**EXERCISE GOAL**. How many separate lines in this material contain the string "wall"? Respond with the number alone.

**DATA PROVIDED**.

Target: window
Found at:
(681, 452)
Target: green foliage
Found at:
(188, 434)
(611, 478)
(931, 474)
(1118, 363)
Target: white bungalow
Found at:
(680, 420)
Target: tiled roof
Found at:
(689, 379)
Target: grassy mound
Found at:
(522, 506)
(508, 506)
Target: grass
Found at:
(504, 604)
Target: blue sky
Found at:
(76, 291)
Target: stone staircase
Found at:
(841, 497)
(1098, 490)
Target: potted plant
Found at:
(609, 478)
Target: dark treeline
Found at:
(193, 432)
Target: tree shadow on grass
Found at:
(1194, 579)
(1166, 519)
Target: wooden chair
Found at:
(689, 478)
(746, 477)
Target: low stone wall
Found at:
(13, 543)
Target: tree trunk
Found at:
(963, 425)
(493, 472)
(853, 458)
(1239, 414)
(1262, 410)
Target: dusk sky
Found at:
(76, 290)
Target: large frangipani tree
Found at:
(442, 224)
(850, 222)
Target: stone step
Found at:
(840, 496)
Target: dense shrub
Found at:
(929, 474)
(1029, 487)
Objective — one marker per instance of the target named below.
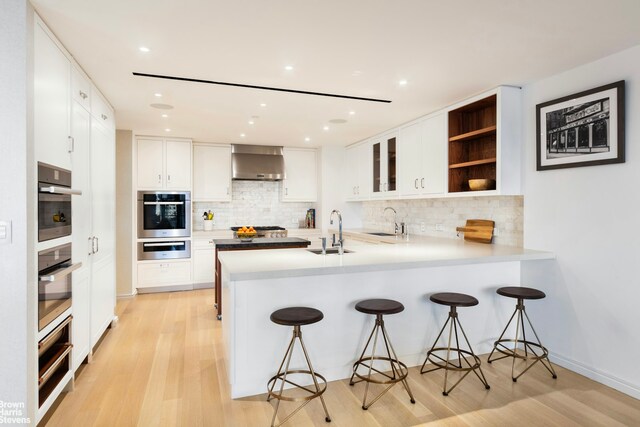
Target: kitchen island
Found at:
(257, 283)
(249, 244)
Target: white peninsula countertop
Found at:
(379, 254)
(256, 283)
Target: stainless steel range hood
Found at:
(257, 163)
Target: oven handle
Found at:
(59, 358)
(163, 203)
(60, 190)
(149, 245)
(53, 333)
(60, 273)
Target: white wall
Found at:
(333, 191)
(124, 212)
(588, 216)
(17, 319)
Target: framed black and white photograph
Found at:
(583, 129)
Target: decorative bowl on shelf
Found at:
(482, 184)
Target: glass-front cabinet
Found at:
(384, 150)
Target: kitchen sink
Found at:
(330, 251)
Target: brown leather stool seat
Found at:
(467, 361)
(371, 374)
(296, 317)
(522, 349)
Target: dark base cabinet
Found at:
(237, 245)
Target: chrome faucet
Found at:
(340, 243)
(398, 228)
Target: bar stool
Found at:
(454, 300)
(399, 371)
(296, 317)
(529, 347)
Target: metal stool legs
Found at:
(448, 365)
(399, 370)
(529, 347)
(314, 391)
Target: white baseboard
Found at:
(597, 375)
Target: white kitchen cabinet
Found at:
(51, 100)
(384, 164)
(82, 206)
(80, 88)
(422, 157)
(358, 167)
(203, 259)
(101, 110)
(211, 172)
(103, 224)
(163, 164)
(164, 273)
(301, 175)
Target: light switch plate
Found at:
(5, 232)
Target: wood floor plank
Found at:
(164, 365)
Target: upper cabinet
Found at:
(357, 169)
(211, 172)
(484, 143)
(384, 152)
(301, 175)
(51, 100)
(164, 164)
(421, 157)
(437, 156)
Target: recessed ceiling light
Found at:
(161, 106)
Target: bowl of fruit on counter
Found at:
(246, 234)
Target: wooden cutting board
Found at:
(477, 230)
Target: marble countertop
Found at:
(371, 253)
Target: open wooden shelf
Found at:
(474, 134)
(472, 163)
(472, 143)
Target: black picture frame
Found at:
(582, 129)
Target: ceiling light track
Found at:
(277, 89)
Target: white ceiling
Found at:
(446, 50)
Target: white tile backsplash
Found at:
(253, 203)
(506, 211)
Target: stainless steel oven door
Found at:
(162, 214)
(54, 283)
(174, 249)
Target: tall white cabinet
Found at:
(74, 129)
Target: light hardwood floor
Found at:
(164, 365)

**SOLVED PROBLEM**. 2